=== INFORMATION PROVIDED ===

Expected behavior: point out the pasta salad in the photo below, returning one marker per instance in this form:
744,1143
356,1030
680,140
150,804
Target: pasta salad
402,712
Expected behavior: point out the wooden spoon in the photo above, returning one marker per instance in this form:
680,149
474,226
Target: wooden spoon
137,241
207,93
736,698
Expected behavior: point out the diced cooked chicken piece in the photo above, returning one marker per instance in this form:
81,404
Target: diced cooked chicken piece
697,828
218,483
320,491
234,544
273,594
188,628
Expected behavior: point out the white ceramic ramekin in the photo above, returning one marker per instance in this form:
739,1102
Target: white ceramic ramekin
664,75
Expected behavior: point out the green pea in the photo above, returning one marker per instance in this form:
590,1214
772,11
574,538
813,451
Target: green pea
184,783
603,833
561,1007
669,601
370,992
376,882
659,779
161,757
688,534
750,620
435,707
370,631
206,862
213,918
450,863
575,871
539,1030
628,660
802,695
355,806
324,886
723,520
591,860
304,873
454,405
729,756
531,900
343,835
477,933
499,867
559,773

===

In the lines above, spot each one that contains the word "returning" and copy it.

Expected behavior: point out the pasta salad in the photo below, returning one marker per instance in this form:
Expected behavior: point out the wooden spoon in the photo above, returning one marker per instance in this form:
Expected behavior: point out the diced cooked chicken piece in the photo above, returning one marker per instance in this form:
Expected behavior: point out the white ceramic ramekin in the photo above, returning one marker per instance in this form:
Expected behavior: point out the green pea in the photo above, returning one marker per instance in this form:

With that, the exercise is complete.